▶ [EXERCISE BRIEF]
Reproduce everything from the line containing "Where can the stairway" down to the line containing "<point>97,438</point>", replacing "balcony" with "terrace" and changing nothing else.

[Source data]

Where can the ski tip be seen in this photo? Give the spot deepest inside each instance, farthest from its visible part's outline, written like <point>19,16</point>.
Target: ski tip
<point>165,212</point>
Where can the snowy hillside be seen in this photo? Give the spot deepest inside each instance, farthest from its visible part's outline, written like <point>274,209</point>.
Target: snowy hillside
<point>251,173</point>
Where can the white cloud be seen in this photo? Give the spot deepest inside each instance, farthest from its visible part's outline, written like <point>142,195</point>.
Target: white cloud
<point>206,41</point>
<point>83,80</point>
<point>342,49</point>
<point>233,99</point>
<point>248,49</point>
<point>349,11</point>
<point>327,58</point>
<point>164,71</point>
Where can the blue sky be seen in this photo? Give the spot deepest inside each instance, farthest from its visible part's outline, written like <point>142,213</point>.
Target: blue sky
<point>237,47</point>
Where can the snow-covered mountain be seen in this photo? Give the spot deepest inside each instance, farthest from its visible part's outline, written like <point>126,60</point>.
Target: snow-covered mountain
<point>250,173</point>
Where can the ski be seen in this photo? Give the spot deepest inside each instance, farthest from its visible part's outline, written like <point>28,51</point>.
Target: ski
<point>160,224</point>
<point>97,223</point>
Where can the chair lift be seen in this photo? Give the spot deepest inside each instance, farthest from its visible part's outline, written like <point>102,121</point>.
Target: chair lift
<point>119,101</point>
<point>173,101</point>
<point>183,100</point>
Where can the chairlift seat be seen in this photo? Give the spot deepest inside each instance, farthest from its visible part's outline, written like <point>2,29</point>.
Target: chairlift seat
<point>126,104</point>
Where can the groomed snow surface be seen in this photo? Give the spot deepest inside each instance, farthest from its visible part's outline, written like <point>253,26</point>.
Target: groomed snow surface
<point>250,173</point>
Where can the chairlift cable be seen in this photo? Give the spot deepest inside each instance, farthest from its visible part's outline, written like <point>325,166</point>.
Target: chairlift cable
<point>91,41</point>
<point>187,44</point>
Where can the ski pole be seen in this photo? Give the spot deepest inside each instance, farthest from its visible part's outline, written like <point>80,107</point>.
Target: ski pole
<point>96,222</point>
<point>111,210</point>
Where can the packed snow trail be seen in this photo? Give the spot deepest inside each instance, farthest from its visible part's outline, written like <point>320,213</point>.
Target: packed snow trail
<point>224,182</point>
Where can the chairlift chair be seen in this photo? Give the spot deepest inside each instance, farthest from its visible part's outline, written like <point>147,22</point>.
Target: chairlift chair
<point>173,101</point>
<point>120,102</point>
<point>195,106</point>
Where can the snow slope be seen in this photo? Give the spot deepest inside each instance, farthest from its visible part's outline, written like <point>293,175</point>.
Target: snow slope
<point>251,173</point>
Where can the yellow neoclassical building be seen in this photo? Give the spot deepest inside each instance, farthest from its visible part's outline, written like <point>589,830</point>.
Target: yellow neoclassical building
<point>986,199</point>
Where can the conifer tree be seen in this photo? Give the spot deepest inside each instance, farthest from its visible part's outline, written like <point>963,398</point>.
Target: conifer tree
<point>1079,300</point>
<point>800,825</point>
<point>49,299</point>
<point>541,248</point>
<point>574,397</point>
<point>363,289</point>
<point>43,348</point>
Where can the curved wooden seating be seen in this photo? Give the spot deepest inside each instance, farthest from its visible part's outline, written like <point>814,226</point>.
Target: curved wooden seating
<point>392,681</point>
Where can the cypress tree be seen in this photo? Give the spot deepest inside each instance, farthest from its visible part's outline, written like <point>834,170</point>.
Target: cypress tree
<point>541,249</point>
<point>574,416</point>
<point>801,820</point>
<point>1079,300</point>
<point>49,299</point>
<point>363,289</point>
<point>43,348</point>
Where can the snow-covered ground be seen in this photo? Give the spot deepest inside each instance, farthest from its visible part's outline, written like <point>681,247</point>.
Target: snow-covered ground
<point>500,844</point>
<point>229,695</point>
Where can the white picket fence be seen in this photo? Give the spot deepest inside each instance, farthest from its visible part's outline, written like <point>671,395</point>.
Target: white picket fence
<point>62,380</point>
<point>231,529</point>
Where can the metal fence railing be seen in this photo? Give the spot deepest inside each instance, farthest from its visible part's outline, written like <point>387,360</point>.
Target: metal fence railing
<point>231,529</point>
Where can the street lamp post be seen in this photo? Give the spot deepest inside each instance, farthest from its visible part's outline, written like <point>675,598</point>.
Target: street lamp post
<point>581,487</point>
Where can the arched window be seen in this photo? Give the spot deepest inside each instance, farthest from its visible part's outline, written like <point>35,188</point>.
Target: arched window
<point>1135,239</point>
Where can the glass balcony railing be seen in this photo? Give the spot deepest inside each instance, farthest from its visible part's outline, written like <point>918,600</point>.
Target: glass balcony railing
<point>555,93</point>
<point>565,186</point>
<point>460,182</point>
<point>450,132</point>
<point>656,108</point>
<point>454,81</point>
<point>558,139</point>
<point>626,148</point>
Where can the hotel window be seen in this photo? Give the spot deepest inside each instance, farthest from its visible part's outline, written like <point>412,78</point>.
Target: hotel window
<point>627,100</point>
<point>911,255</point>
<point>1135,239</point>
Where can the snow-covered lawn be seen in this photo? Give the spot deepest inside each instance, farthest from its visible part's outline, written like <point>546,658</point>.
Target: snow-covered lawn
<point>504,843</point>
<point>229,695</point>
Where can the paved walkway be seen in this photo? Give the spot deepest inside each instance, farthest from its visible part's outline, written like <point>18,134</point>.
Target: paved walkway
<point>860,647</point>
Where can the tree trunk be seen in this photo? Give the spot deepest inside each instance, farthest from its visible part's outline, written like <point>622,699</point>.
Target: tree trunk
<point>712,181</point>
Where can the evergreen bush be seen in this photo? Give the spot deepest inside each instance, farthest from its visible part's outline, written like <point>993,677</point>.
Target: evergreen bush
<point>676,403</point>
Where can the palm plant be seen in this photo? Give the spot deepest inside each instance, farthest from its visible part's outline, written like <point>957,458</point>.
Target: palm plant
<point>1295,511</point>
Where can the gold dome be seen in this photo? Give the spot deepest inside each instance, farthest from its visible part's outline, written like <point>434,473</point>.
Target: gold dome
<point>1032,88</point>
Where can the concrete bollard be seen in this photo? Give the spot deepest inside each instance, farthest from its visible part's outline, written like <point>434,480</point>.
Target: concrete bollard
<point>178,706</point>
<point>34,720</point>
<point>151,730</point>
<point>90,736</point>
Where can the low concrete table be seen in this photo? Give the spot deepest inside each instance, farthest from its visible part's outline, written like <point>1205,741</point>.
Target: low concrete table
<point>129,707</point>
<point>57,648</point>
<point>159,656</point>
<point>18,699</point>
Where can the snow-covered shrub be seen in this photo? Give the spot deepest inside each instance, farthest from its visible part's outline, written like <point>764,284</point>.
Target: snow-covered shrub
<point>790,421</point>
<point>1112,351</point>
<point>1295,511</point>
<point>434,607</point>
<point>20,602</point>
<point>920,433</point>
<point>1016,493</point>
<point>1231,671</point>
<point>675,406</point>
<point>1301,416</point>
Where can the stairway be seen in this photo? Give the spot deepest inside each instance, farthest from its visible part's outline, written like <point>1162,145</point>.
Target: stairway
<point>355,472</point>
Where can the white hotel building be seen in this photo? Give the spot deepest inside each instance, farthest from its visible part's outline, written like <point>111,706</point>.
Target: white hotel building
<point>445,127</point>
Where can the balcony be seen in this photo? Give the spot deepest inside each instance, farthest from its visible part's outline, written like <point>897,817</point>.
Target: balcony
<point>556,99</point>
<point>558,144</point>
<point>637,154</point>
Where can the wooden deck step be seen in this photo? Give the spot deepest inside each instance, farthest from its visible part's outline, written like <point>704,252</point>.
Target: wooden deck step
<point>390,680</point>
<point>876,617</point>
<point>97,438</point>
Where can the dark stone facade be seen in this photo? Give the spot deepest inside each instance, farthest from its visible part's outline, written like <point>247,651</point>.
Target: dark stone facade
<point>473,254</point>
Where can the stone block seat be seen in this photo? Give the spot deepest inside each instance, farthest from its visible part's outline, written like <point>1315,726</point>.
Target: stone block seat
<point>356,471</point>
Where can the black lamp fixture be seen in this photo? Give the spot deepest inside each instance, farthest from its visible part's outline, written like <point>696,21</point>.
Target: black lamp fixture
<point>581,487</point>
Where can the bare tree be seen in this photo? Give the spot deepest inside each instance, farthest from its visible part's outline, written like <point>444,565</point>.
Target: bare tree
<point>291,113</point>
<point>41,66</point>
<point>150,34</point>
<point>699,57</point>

▶ [THE OUTPUT]
Where can the stairway be seen in this photo? Give the spot deepest inside each instance, farthest from its visible part's outline, written like <point>1162,145</point>.
Target: stairway
<point>355,472</point>
Where can the white hotel building be seen in this photo? Give the spot deepest inside each instance, farthest from its visible part's outline, written like <point>111,706</point>.
Target: white hotel building
<point>445,127</point>
Where can the terrace be seen in this photo? Give the spot deepest inside each instance, farthest from its visible part's outline, written like <point>897,817</point>.
Target: terrace
<point>556,99</point>
<point>558,144</point>
<point>637,154</point>
Where can the wooden deck step be seen in this photo? Give the spot deepest inside each instance, farthest from its visible part's outline, written like <point>704,252</point>.
Target: wooden deck step
<point>390,680</point>
<point>876,617</point>
<point>97,438</point>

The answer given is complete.